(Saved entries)
===

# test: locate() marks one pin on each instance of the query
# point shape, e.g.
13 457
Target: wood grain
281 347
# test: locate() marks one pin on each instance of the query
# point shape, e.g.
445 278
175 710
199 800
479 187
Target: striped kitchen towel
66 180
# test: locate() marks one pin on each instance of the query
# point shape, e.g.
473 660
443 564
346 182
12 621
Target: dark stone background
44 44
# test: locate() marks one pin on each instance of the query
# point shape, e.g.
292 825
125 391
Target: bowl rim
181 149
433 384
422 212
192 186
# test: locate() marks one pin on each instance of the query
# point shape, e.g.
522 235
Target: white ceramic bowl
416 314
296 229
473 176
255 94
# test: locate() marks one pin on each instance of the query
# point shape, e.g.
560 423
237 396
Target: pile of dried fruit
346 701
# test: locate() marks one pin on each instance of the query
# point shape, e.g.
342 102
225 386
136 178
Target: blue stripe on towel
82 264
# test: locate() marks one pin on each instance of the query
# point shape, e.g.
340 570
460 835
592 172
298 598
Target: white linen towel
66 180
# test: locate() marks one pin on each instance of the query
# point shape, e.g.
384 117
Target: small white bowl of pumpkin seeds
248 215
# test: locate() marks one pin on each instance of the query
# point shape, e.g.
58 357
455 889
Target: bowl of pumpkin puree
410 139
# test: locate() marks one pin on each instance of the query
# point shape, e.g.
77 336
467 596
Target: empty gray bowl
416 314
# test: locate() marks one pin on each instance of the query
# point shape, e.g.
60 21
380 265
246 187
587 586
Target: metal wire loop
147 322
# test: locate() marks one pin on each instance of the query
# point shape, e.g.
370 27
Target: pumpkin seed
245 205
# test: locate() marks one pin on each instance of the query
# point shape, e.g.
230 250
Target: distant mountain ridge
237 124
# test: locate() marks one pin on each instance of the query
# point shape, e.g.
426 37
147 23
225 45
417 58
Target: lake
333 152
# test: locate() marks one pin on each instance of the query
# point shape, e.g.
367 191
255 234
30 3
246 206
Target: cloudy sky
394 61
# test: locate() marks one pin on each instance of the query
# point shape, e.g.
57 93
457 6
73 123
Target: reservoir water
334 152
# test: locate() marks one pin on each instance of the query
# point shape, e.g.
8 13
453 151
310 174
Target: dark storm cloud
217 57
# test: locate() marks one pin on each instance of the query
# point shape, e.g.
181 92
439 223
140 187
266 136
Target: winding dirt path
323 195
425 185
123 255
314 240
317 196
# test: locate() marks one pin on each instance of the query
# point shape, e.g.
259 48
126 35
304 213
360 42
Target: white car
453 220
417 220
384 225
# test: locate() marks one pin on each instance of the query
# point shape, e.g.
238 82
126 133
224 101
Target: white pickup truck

===

▸ Action item:
Retype the entries exactly; leave nothing out.

▸ Response for this exercise:
# test: locate() marks one pin on each instance of the query
# point shape, e.g.
13 457
Target: wood grain
281 347
# test: locate() marks one pin on each instance of the query
# point shape, e.g.
445 278
175 710
199 800
479 187
Target: striped kitchen towel
66 180
# test: locate() marks one pin on each instance of the query
# point shape, e.g.
473 660
443 564
346 182
12 621
Target: dark stone background
44 44
# test: locate() marks one pin on each instance of the query
# point shape, e.g.
292 825
125 391
Target: bowl rim
181 149
433 384
422 212
192 186
# test: locate() marks one pin on each instance of the query
# point shape, e.g.
522 235
Target: white ceramic bowl
416 314
296 229
473 176
255 94
# test: locate() marks one pin on each instance of the query
# point shape, e.g.
560 423
237 396
Target: pile of dried fruit
346 701
# test: locate() marks one pin on each instance of the query
# point shape, e.g.
342 102
225 386
136 178
Target: blue stripe on towel
82 264
# test: locate() marks one pin on each instance of the query
# point shape, e.g.
340 570
460 835
592 172
298 598
Target: white linen towel
66 180
# test: locate() marks one pin on each instance of the query
# point shape, e.g.
384 117
Target: small white bowl of pumpkin seeds
248 215
# test: locate() marks one pin on each instance of the query
# point shape, e.g.
58 357
455 889
Target: bowl of pumpkin puree
410 139
# test: locate() marks one pin on each instance of the query
# point shape, e.g.
77 336
467 596
Target: empty gray bowl
416 314
# test: locate() marks one pin on each instance of the query
# point shape, e.g.
60 21
380 265
246 187
587 586
Target: metal wire loop
147 322
# test: locate() marks one pin on each instance of the query
# point shape, e.g.
370 27
Target: pumpkin seed
245 205
# test: locate() marks one pin on each instance of the query
# point shape, e.g.
230 250
Target: distant mountain ridge
237 124
# test: locate() marks one pin on each instance of the query
# point shape, e.g.
426 37
147 23
225 45
417 58
Target: lake
333 152
# test: locate() marks one pin on each instance of the query
# point shape, e.g.
367 191
255 234
30 3
246 206
Target: cloudy sky
394 61
# test: locate() marks one pin on each instance of the query
# point shape, e.g.
57 93
457 6
73 123
Target: reservoir water
334 152
# test: locate() marks one pin on each instance of the query
# point shape, e.g.
8 13
453 151
310 174
Target: dark storm cloud
217 57
# test: locate() marks one pin on each instance of the query
# point shape, e.g.
181 92
439 223
140 187
266 136
Target: winding dirt path
323 195
425 185
123 255
314 240
317 196
# test: locate() marks one pin on each instance of the query
# point shape, e.g.
259 48
126 35
304 213
360 42
Target: white car
453 220
417 220
384 225
# test: locate() marks one pin on each instance of the query
# point shape, e.g.
238 82
126 133
224 101
Target: white pickup truck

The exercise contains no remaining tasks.